In the middle of Torrey’s tenure, D.L. Moody died. It was a blow to the church, the city, and even the world. Still, God’s faithfulness continued to be seen at the church. As Torrey prepared to leave, A.C. Dixon from Boston’s Ruggles Street Church was called to fill the pastorate, with E.Y. Woolley becoming the Assistant Pastor. Both men had been prepared by God to face the challenge of the 1907-1908 financial crisis. They led the church in giving out over 40,000 meals in just two months, and Dixon also held occasional meetings in Chicago’s Loop that were attended by thousands.

Towards the end of Dixon’s tenure, The Moody Church invited a well-known Scottish evangelist to lead a series of prayer meetings. John Harper’s messages were received well and sparked a revival and continuous daily services. In 1911, Dixon resigned his pastorate to become the Senior Pastor at the historic Metropolitan Tabernacle in London—the church made famous by Charles Haddon Spurgeon. While The Moody Church searched for a new Senior Pastor, John Harper was inivted to return for a number of months. But on his return trip to the United States, his ship—the Titanic—hit an iceberg and sank. Harper’s six-year-old daughter and her aunt survived the Titanic disaster, but John Harper did not; however, he spent his last moments on this earth sharing the Gospel of Jesus Christ.

E.Y. Woolley stepped up to serve as acting pastor from 1911 to 1915, then resumed his role as Assistant Pastor under the leadership of new Senior Pastor Paul Rader. By the time Rader came on board, World War I was already underway, and the church had once again outgrown its facilities—proving again that God was still blessing the church even in difficult circumstances.


His Truth is Marching On (1914-1929)

The church decided to relocate one mile north to the corner of North Avenue and LaSalle Street. The “Big Tabernacle” accommodated 5,000 people, and crowds of that size were a common sight even with its sawdust-strewn floors and billboard-laden fences. This temporary structure saw evangelistic meetings held nearly every night, and by 1917 the church had added over 1,200 new members.
══════════
**Work instruction 1:**
According to the church history above, how many people could the "Big Tabernacle" hold?
**Work instruction 2:**
Reproduce the church history word for word, starting with "E.Y. Woolley stepped" and going on through "is Marching On (1914-1929)".
The lines here have no connection to the church history.

**Data:**
══════════
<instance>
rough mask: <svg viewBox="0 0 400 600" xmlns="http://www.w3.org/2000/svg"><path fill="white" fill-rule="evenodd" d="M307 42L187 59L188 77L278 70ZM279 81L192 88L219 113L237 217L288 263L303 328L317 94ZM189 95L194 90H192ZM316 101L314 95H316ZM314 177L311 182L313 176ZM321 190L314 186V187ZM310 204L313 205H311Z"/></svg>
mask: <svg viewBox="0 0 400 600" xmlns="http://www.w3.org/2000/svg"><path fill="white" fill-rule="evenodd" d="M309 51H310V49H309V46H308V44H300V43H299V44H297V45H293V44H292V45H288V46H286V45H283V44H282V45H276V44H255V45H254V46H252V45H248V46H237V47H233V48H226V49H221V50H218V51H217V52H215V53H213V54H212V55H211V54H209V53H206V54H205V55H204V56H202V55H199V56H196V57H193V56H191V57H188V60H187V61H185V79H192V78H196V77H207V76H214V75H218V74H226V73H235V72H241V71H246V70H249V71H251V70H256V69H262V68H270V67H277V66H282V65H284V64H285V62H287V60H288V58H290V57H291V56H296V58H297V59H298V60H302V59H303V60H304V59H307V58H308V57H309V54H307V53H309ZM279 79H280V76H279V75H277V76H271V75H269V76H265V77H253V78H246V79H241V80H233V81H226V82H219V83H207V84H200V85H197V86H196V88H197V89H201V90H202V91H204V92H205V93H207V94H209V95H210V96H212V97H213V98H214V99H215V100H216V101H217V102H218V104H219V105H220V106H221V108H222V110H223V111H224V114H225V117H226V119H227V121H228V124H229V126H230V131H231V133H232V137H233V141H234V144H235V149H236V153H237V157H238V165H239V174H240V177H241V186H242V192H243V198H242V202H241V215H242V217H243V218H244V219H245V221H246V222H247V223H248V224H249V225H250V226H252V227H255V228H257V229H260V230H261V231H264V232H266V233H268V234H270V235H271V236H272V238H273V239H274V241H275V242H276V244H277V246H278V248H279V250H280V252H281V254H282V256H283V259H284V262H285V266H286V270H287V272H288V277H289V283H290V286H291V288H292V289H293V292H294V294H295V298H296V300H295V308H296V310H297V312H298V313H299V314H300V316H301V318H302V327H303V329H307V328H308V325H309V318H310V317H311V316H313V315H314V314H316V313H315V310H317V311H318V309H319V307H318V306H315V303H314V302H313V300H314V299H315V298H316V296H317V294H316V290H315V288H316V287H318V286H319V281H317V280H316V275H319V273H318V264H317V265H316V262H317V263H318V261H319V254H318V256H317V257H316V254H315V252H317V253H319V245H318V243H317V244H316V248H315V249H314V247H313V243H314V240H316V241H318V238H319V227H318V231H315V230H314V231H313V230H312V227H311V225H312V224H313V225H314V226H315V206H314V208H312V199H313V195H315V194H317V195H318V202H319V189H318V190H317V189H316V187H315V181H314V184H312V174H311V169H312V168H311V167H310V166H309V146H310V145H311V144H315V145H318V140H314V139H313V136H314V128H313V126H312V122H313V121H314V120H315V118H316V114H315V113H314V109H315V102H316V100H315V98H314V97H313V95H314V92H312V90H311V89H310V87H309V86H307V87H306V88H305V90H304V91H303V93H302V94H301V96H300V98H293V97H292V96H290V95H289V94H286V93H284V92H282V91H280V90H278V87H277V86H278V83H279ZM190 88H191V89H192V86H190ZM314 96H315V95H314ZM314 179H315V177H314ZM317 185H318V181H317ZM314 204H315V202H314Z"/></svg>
══════════
**Exercise response 1:**
5,000 people.

**Exercise response 2:**
E.Y. Woolley stepped up to serve as acting pastor from 1911 to 1915, then resumed his role as Assistant Pastor under the leadership of new Senior Pastor Paul Rader. By the time Rader came on board, World War I was already underway, and the church had once again outgrown its facilities—proving again that God was still blessing the church even in difficult circumstances.


His Truth is Marching On (1914-1929)